■ Exercise details
Your copy of the material below should match it exactly, except that it holds no pictures.
==== Material provided
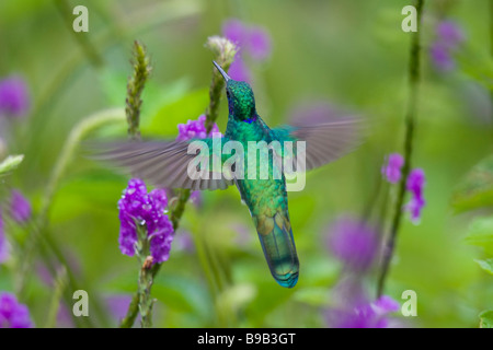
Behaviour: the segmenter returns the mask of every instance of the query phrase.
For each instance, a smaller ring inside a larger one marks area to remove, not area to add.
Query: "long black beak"
[[[225,72],[225,70],[221,68],[221,66],[219,66],[216,61],[213,61],[213,63],[214,63],[214,66],[216,66],[219,73],[221,73],[222,78],[225,78],[225,81],[228,82],[228,80],[230,80],[231,78],[229,78],[229,75]]]

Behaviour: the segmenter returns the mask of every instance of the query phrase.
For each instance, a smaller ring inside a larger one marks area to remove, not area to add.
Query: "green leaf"
[[[491,259],[485,259],[485,260],[480,260],[480,259],[474,259],[475,262],[478,262],[478,265],[488,273],[493,275],[493,258]]]
[[[456,212],[493,207],[493,155],[472,167],[457,186],[451,206]]]
[[[493,310],[485,310],[480,317],[480,328],[493,328]]]
[[[493,250],[493,218],[478,218],[470,228],[466,242],[483,247],[486,252]]]
[[[23,159],[24,154],[9,155],[4,159],[3,162],[0,163],[0,176],[16,168]]]

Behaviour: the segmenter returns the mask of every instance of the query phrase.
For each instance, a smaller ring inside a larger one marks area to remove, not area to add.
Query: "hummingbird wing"
[[[225,138],[221,139],[225,142]],[[192,142],[199,141],[199,142]],[[93,156],[127,170],[133,176],[154,186],[188,188],[192,190],[225,189],[233,185],[221,172],[221,153],[214,152],[213,139],[190,141],[119,141],[92,143]],[[215,161],[215,159],[217,161]],[[190,175],[188,167],[204,170],[198,177]],[[202,166],[205,166],[204,168]]]
[[[360,129],[360,119],[346,117],[334,118],[320,125],[282,126],[272,129],[272,136],[282,143],[293,141],[293,154],[286,152],[285,145],[284,154],[288,158],[293,155],[295,164],[299,156],[306,156],[305,170],[308,171],[333,162],[356,149],[359,144]],[[306,143],[301,145],[296,141]]]

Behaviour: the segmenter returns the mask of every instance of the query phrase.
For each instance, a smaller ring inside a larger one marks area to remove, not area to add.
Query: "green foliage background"
[[[21,188],[35,214],[74,125],[98,110],[124,107],[134,39],[147,46],[153,65],[142,97],[144,138],[174,138],[177,124],[204,113],[213,71],[204,43],[230,18],[272,35],[268,61],[250,62],[257,110],[268,125],[288,122],[293,108],[307,101],[329,102],[368,121],[371,132],[360,149],[309,173],[306,189],[289,194],[301,264],[295,289],[271,278],[236,188],[205,192],[200,208],[187,207],[181,230],[192,234],[196,249],[173,249],[152,289],[154,326],[324,327],[323,310],[332,305],[341,272],[324,247],[326,228],[340,214],[378,205],[374,189],[383,156],[402,151],[410,36],[401,30],[401,10],[411,1],[67,0],[69,12],[56,2],[0,2],[0,75],[22,74],[33,97],[30,116],[12,126],[8,139],[9,153],[24,154],[24,161],[0,186],[2,192]],[[89,9],[89,33],[71,30],[77,4]],[[401,317],[410,326],[478,327],[479,314],[493,308],[493,165],[485,160],[493,145],[490,11],[488,0],[426,1],[412,160],[426,173],[426,207],[419,225],[403,220],[386,289],[400,302],[403,291],[417,293],[417,317]],[[467,37],[457,69],[447,73],[437,72],[427,55],[442,16],[457,21]],[[226,120],[222,103],[221,131]],[[91,138],[125,132],[122,122]],[[117,246],[116,202],[126,182],[78,151],[49,210],[50,237],[89,292],[95,326],[117,325],[105,300],[137,289],[139,267]],[[239,228],[248,232],[241,244]],[[30,229],[14,231],[10,235],[20,242],[28,237]],[[0,290],[14,290],[14,267],[0,266]],[[38,270],[31,271],[23,302],[44,326],[53,289]],[[219,283],[210,283],[211,275]],[[375,294],[375,279],[368,288]]]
========
■ Task response
Behaviour: the segmenter returns the mask of every instance of the query phrase.
For each instance, a smaller ring inside a larger one marks area to remove, not area to add.
Query: "long black beak"
[[[225,72],[225,70],[221,68],[221,66],[219,66],[216,61],[213,61],[213,63],[214,63],[214,66],[216,66],[219,73],[221,73],[222,78],[225,78],[225,81],[228,82],[228,80],[230,80],[231,78],[229,78],[229,75]]]

Behaviour: the segmenter returns the mask of every instance of the query phrase.
For each instance, a smaller ring inside a larger one marks area to remove, not area to add.
Query: "green leaf"
[[[491,259],[485,259],[485,260],[480,260],[480,259],[474,259],[475,262],[478,262],[478,265],[488,273],[493,275],[493,258]]]
[[[456,212],[493,207],[493,155],[472,167],[457,186],[451,206]]]
[[[493,310],[485,310],[480,317],[480,328],[493,328]]]
[[[493,250],[493,218],[478,218],[470,228],[466,242],[483,247],[486,252]]]
[[[23,159],[24,154],[9,155],[4,159],[3,162],[0,163],[0,176],[16,168]]]

Behaviour: the segmenter returns the mask of every instance of the query phrase.
For each instance, a smaller ring inside a larger one marks area to remove, not area to add.
Query: "hummingbird wing"
[[[225,138],[221,139],[225,142]],[[192,142],[199,141],[199,142]],[[93,156],[127,170],[133,176],[154,186],[188,188],[192,190],[225,189],[233,185],[221,172],[221,153],[214,152],[213,139],[190,141],[119,141],[92,143]],[[215,161],[215,159],[217,161]],[[190,175],[188,167],[204,170],[198,177]],[[202,166],[205,166],[204,168]]]
[[[360,129],[360,119],[346,117],[334,118],[320,125],[282,126],[272,129],[272,136],[282,143],[293,141],[293,154],[286,152],[285,145],[284,154],[288,158],[293,155],[295,164],[299,156],[306,156],[305,170],[308,171],[333,162],[356,149],[359,144]],[[306,143],[301,145],[296,141]]]

Behaviour: the segmenter returns the mask of every instance of the query phrase.
For each instance, a smaller ring inside a larger one marks area to remove, not area to add.
Query: "green foliage background"
[[[21,188],[35,214],[74,125],[98,110],[124,107],[134,39],[147,46],[153,65],[142,97],[144,138],[174,138],[177,124],[204,113],[213,71],[204,43],[230,18],[272,35],[268,61],[250,62],[257,110],[268,125],[288,122],[293,108],[307,101],[329,102],[368,121],[371,132],[360,149],[309,173],[306,189],[289,194],[301,264],[295,289],[271,278],[236,188],[205,192],[200,208],[187,207],[181,230],[192,234],[196,249],[173,249],[152,289],[154,326],[324,327],[323,310],[332,305],[341,272],[324,247],[326,228],[340,214],[378,205],[374,189],[383,156],[402,151],[410,36],[401,30],[401,10],[411,1],[67,0],[69,12],[56,2],[0,2],[0,75],[22,74],[33,97],[30,116],[12,126],[8,139],[9,153],[24,154],[24,161],[0,186],[2,192]],[[89,9],[89,33],[71,30],[77,4]],[[401,317],[410,326],[478,327],[479,314],[493,308],[493,165],[485,160],[493,145],[490,11],[488,0],[426,1],[412,160],[426,173],[426,207],[419,225],[403,220],[386,289],[400,302],[403,291],[417,293],[417,317]],[[467,37],[457,69],[447,73],[437,72],[427,55],[442,16],[457,21]],[[226,120],[222,103],[221,131]],[[91,138],[125,132],[122,122]],[[117,246],[116,202],[126,182],[78,151],[49,210],[50,237],[89,292],[95,326],[117,325],[105,300],[137,289],[139,267]],[[239,228],[248,232],[241,244]],[[30,229],[14,231],[10,235],[20,242],[28,237]],[[0,290],[14,290],[14,267],[0,266]],[[38,270],[31,271],[23,302],[44,326],[53,289]],[[219,283],[210,283],[211,275]],[[375,294],[375,279],[368,288]]]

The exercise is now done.